Selected extract:
Acquired: Breeder (non-professional, hobby breeder)
Posted Jan 14, 2015
As a magician, I have owned many doves over the years. Since the typical look for magic is a white bird, I always went with snow white ring necks, meaning that they had no visible ring around their necks at all. This species of dove comes in all sorts of different colours and varieties, but the most popular all around is probably the snow white variety.
Before reading any further, please realize that doves are not the same birds you see being released at weddings. They look similar, but those are homing pigeons. If you release a dove at any time, it will not come back. Additionally, white doves don't fair so well in the wild, and they will surely be spotted quickly by predators and become quick prey. Please don't release doves.
As far as living with doves, there are some major issues you might want to consider before jumping in. First of all, doves are LOUD. This might not sound like too big of an issue at first, but we aren't talking about a song like a canary sings here…they screech, coo and sound pretty unpleasant. You can tone this down by trying to keep only female birds, but that still might not help too much. More than one male dove, or males and females in a cage is a recipe for a lot of crazy noise at all hours of the day. If you need quiet, a single female dove would probably be almost silent.
Another factor to consider is the horrible mess doves create. Instead of eating like the rest of their pet-style bird brethren, they eat like chickens. This means that they will spray seed all over the cage and the floor every time they go to eat. Be prepared to have your birds in a place where the floor will be easy to clean.
Lastly, keeping doves can be hazardous to your health. Recently, a prominent dove magician nearly lost his life and required a double lung transplant after acquiring "bird fanciers lung". This is a real disease, and it will kill you. It's caused by living in the same area that doves or other similar birds are living. Even if you are cleaning out their cages regularly, you will be faced with the problem of breathing in dander and all of that other horrible stuff.

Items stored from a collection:
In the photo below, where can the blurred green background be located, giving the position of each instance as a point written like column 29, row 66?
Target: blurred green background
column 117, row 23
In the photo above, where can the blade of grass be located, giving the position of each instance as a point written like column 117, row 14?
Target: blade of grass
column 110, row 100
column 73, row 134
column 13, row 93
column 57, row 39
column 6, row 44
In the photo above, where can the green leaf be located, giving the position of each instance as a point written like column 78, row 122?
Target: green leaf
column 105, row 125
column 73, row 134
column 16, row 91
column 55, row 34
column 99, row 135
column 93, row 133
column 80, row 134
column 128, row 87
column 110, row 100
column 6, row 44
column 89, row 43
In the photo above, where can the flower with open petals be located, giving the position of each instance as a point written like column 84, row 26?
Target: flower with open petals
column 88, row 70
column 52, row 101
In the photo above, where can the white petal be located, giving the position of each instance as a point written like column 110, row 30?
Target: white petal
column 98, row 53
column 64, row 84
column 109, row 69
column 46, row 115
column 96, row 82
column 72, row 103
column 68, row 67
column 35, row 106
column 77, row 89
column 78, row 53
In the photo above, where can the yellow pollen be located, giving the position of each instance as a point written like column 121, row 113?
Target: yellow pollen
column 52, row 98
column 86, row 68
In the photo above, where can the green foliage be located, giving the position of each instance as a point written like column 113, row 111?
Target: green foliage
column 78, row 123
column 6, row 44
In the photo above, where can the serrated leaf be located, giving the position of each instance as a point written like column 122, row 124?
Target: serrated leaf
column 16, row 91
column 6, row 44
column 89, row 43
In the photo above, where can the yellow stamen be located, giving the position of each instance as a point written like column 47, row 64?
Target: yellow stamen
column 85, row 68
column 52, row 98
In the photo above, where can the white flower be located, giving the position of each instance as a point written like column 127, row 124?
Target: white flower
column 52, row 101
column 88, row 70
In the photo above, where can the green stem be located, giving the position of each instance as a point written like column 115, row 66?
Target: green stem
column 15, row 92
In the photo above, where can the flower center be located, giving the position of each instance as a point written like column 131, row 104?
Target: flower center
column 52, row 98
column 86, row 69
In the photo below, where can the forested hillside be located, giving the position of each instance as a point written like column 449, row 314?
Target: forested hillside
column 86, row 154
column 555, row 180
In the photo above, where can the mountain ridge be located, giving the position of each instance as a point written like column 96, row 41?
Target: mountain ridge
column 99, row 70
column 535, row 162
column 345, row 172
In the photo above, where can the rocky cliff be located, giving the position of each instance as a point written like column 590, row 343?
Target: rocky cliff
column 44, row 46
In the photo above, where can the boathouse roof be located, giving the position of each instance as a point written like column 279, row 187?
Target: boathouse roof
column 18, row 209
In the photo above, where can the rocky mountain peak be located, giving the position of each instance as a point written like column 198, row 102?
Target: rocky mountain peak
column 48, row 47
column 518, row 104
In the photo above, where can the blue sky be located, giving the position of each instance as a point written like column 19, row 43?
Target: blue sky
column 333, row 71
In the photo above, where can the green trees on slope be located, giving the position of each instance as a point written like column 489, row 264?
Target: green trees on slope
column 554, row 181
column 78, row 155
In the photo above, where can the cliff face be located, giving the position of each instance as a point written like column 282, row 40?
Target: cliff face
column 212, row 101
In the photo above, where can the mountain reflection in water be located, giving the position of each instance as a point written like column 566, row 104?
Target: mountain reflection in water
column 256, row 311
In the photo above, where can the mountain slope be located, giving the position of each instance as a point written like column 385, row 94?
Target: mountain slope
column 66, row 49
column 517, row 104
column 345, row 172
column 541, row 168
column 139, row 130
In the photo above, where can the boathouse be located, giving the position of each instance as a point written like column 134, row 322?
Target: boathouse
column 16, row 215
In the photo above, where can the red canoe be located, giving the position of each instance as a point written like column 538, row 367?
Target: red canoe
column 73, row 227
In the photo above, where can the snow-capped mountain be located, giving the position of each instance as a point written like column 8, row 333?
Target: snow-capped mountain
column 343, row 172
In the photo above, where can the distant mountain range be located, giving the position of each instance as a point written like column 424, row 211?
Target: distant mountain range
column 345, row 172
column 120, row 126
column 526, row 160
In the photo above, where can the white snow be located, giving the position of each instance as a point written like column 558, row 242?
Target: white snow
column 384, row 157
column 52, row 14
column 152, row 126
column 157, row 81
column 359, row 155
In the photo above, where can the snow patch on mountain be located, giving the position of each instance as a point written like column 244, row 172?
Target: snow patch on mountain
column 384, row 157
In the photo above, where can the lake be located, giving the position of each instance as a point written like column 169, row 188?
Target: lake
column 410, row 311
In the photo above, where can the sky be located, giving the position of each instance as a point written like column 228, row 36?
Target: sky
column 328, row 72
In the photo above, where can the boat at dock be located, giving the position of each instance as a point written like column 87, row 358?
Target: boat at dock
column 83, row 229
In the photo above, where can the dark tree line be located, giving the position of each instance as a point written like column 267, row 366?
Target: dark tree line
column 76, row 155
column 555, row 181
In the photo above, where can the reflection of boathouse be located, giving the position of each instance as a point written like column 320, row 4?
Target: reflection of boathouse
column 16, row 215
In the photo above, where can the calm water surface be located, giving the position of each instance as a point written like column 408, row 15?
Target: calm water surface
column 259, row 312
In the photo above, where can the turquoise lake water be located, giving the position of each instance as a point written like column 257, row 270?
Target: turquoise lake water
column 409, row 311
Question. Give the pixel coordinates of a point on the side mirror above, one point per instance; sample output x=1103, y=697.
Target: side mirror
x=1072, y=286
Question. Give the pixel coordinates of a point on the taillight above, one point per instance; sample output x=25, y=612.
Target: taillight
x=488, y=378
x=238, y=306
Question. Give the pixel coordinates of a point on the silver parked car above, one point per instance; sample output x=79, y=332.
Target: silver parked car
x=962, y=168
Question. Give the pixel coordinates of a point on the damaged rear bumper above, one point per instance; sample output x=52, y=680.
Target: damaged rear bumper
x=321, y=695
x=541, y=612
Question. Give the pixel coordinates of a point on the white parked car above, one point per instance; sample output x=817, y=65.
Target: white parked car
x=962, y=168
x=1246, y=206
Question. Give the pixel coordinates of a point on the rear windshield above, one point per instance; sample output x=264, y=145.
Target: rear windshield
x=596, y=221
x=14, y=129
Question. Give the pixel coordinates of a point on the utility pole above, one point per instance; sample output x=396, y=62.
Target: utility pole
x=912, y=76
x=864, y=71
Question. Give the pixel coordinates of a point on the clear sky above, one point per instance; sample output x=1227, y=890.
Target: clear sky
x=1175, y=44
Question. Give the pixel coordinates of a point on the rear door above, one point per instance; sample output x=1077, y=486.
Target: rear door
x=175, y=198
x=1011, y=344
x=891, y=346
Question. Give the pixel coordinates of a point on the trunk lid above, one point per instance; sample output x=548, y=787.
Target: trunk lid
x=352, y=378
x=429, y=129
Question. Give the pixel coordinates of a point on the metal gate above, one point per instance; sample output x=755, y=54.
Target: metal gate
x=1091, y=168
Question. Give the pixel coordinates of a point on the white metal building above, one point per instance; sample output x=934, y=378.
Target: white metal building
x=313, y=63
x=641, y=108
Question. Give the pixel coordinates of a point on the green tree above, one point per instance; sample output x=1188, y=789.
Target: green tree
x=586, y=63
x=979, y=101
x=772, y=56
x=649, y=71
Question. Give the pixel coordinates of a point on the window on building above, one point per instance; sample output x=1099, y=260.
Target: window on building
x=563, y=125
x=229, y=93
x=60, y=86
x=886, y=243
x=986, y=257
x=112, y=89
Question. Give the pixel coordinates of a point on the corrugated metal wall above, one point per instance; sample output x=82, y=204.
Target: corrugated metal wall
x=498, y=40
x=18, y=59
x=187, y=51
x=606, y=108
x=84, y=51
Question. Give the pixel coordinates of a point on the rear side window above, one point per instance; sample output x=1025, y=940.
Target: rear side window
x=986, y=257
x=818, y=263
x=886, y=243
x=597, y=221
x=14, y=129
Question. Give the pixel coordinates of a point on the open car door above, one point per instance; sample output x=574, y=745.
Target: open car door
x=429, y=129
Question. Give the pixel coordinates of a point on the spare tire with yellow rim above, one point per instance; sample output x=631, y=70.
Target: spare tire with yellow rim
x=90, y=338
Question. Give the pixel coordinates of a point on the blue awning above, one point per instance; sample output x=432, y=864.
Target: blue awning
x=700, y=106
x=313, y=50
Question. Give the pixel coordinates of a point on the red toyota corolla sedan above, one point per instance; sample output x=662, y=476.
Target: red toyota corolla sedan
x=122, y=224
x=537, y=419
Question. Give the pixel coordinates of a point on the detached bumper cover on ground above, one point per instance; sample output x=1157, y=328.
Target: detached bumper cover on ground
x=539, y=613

Tasks to carry out:
A - According to the dove-keeping text, what did a prominent dove magician need after acquiring "bird fanciers lung"?
B - List every issue that the dove-keeping text says you should consider before living with doves.
C - Resume the dove-keeping text from where it stops.

Results in order:
A - He required a double lung transplant.

B - Doves are loud; doves create a horrible mess; keeping doves can be hazardous to your health.

C -
If you want to avoid lung issues, here are some tips for cleaning dove cages. Wear a hospital mask. I'm not kidding. This will help prevent you breathing in all of that stuff. Secondly, consider spraying down the cage lining with water before you start cleaning up. This way, the particles are less likely to become airborne. Finally, do not live in the same room the birds live in, and get at least 1 air purifier if not two. These steps should keep you reasonably safe.
As far as training goes, there are many resources out there for this. Doves can be trained, but they are generally very stupid, and wake up in a different world every day. Keeping this in mind, you will need to work with them every single day, or they will totally forget things and you will need to start over.
As far as breeding goes, doves are pretty easy. Provide them with a partner, nesting box and nesting materials, and you are pretty much ready to go. I have had babies born before, and the process was quite simple.
Feeding is pretty easy, and they can eat a diet of standard bird seed for wild doves. It doesn't cost much to buy their food, so that's a plus side of owning doves as compared to other birds. Additionally, housing requirements are quite simple as well. Doves do well both inside and out, and are used to climates such as cold weather in an outdoor aviary.
In sum, owning doves is time consuming, at times annoying, possibly a major risk to your health. Unless you are a professional magician who needs doves for your act, you probably want to steer clear of them and pick up a nice canary or finch instead.